Collection entries:
○ ○ ○ ○

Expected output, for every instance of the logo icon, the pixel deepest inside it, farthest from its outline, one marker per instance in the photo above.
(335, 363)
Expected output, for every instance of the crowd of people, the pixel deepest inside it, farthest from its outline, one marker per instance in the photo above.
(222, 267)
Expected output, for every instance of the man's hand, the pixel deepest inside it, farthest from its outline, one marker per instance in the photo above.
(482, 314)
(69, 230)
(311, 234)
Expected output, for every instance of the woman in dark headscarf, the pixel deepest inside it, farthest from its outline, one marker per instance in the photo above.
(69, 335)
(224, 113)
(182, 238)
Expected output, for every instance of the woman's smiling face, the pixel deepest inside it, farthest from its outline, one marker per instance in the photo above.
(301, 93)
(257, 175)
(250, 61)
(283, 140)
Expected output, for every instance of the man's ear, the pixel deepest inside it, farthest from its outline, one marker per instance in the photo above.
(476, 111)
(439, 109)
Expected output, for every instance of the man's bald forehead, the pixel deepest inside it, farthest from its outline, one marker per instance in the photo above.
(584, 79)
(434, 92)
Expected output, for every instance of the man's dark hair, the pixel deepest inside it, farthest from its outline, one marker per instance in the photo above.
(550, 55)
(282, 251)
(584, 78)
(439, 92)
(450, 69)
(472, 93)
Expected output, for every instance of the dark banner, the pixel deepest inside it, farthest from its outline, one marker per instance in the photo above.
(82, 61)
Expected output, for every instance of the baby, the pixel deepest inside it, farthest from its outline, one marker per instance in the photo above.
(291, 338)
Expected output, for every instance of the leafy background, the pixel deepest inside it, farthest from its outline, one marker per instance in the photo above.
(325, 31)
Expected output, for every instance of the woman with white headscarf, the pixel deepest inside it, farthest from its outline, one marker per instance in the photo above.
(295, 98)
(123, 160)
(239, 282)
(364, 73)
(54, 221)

○ ○ ○ ○

* [TASK]: Your answer should be the records above, set down exactly.

* [WRITTEN RESPONSE]:
Expected output, for every instance of the logo icon, the pixel deepest inside it, farthest from its outline, one marker per instance in the photo above.
(335, 363)
Expected output, for every instance of the crowd of people, the pixel deepest inside it, farthest from its outline, one marker per instance in the photo above.
(222, 267)
Expected output, for every instance of the man's hand, the pixel deepest inside it, farthest from its outline, one marker per instance in the photo above.
(482, 314)
(69, 230)
(311, 234)
Expected output, for every instance of the woman in dark headscarf, the pixel deepest inside it, farthest from its outline, one marker per instance in the photo above.
(69, 335)
(224, 113)
(182, 238)
Expected output, for every instance of the woman's smiling face, the pixel deepest inside it, farthest from its outline, one marker per instance in the photo above.
(301, 93)
(257, 175)
(250, 61)
(283, 140)
Expected output, for every instance of the man's ear, the pixel deepest inside it, farthest from its outline, one marker per instance in the photo above.
(476, 111)
(439, 109)
Expected output, for every instance of the man's bald forehead, the pixel deepest inside it, farthest from its outline, one marker per instance in the photo above.
(584, 79)
(434, 92)
Expected output, for every instance of the man's dark hair, the pixel deepest inside it, farthest from its outline, one marker per instance in the photo above.
(550, 55)
(282, 251)
(584, 78)
(439, 92)
(450, 69)
(472, 93)
Expected output, for every instance of the dark banner, the pixel deepest inside it, farthest from its outline, one marker per instance in the photo above.
(82, 61)
Expected output, for every instance of the baby, the pixel deepest inside it, farthest from its outline, one marker per instance in the photo above.
(291, 338)
Expected output, for every instance of the leafy background, the pixel deepest inside it, farthest from its outline, one marker per instance in the photo above.
(325, 31)
Expected output, for every instance of the woman with white headscarf, the pixel deepest inside it, farthest from its outline, one marker per instance in the photo above.
(295, 98)
(123, 160)
(239, 282)
(364, 73)
(54, 221)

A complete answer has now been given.